» Your goal: Extract the whole listing as it stands. Do not include the pictures.

» Dataset content:
|---|

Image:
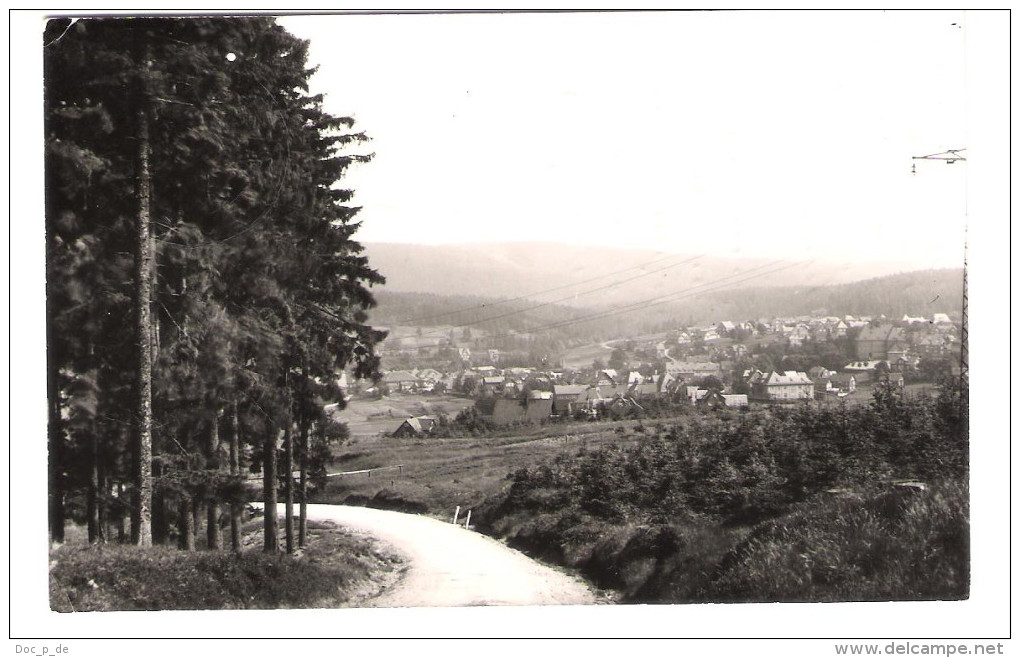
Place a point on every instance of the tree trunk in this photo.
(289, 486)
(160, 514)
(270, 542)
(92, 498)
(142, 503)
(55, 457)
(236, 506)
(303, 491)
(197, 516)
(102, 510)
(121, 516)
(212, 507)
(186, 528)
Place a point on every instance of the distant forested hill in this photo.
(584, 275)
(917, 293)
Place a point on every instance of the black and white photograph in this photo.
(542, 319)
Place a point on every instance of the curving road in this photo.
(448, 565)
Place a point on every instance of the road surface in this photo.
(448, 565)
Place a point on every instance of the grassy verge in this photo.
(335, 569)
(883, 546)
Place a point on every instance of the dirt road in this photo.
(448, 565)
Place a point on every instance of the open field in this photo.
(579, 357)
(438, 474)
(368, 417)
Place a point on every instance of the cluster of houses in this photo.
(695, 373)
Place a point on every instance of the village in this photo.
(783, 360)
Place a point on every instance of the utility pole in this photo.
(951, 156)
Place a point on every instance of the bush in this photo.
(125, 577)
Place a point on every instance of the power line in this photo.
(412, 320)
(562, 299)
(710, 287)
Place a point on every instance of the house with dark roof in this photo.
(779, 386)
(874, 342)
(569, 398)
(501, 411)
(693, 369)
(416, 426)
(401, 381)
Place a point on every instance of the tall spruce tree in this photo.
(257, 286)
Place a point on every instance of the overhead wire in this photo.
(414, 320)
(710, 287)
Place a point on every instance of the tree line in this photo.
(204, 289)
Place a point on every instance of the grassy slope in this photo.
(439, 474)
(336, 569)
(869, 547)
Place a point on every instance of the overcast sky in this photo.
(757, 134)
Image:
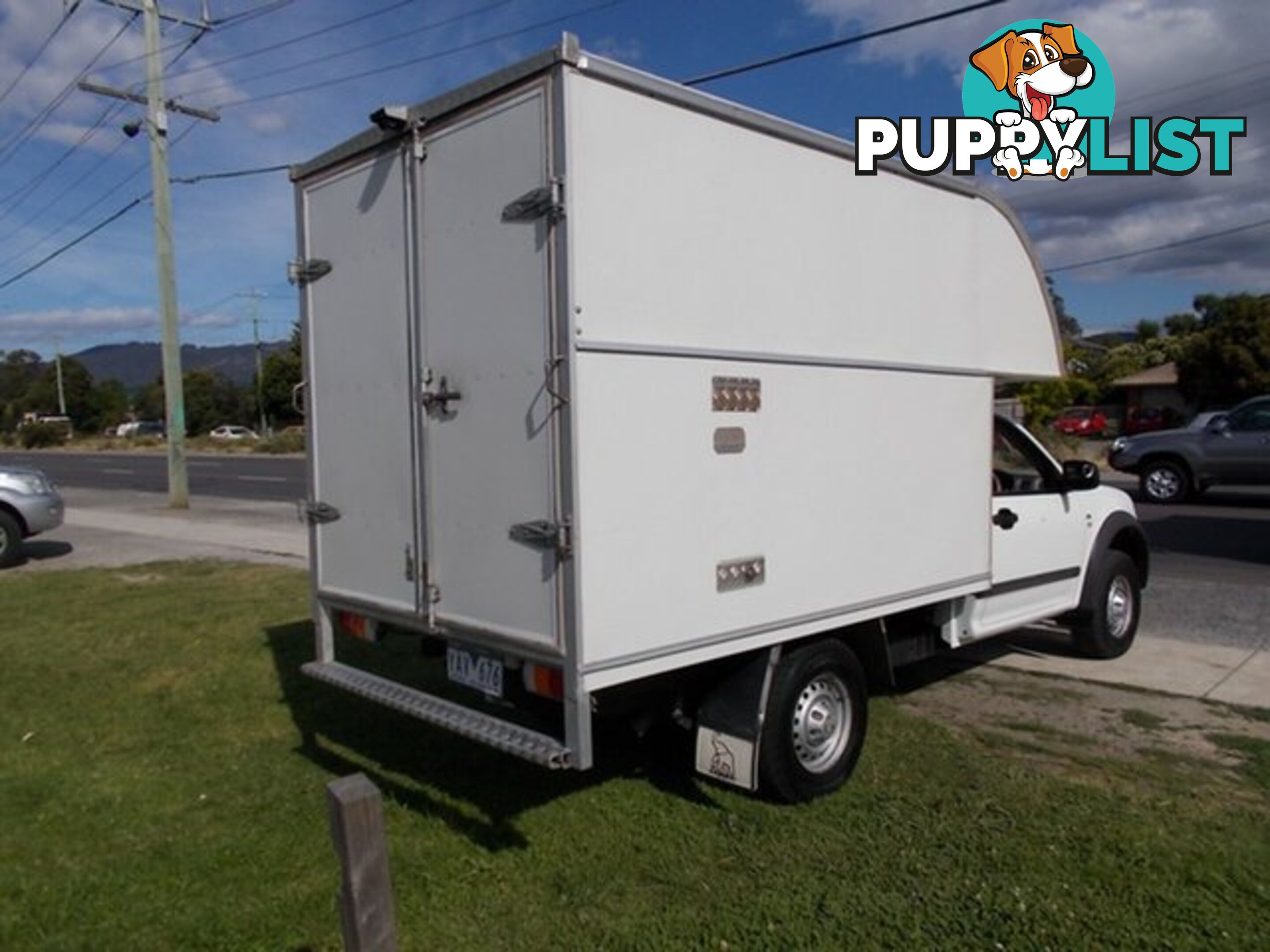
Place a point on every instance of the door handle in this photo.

|---|

» Answer to the exercise:
Image:
Place a point on every instance of the tree trunk in this photo.
(289, 486)
(160, 514)
(270, 542)
(92, 498)
(142, 503)
(55, 457)
(236, 506)
(303, 491)
(197, 516)
(102, 510)
(121, 516)
(212, 507)
(186, 528)
Place a point on every instance of the distant forested hill in this photo.
(584, 275)
(917, 293)
Place a point on every instance of the black and white photograph in this photo.
(542, 319)
Place a point on every instance of the curving road in this photo.
(448, 565)
Place a point on every instance of the road surface in this photo.
(448, 565)
Place a point on every instance of the grassy verge in this photo.
(335, 569)
(883, 546)
Place a point on every instance of the dirt road in this photo.
(448, 565)
Place a point on every instance of the open field in this photo.
(579, 357)
(438, 474)
(368, 417)
Place a point on every instance of the cluster of houses in this photo.
(695, 373)
Place a point on every instance of the village in this photo.
(783, 360)
Place a point on every instance of the utility pole in this photo.
(951, 156)
Place a point on every instance of the bush in this photo.
(125, 577)
Place a point on every instance of the power line in this photo.
(412, 320)
(562, 299)
(710, 287)
Place a point on every instance of the house with dark roof in this photo.
(779, 386)
(874, 342)
(569, 398)
(501, 411)
(693, 369)
(416, 426)
(401, 381)
Place a point on every instance of the tall spruce tree in this photo.
(257, 286)
Place a point on every instance of the overhead wire in this photo.
(414, 320)
(710, 287)
Place a point on every instance of the tree line in this photo.
(204, 289)
Place a point on every instance of the grassy slope in this photo.
(439, 474)
(336, 569)
(869, 547)
Place a point on every instance of the overcast sky in this photo.
(757, 134)
Image:
Place a point on every instance of the door handle in this photo.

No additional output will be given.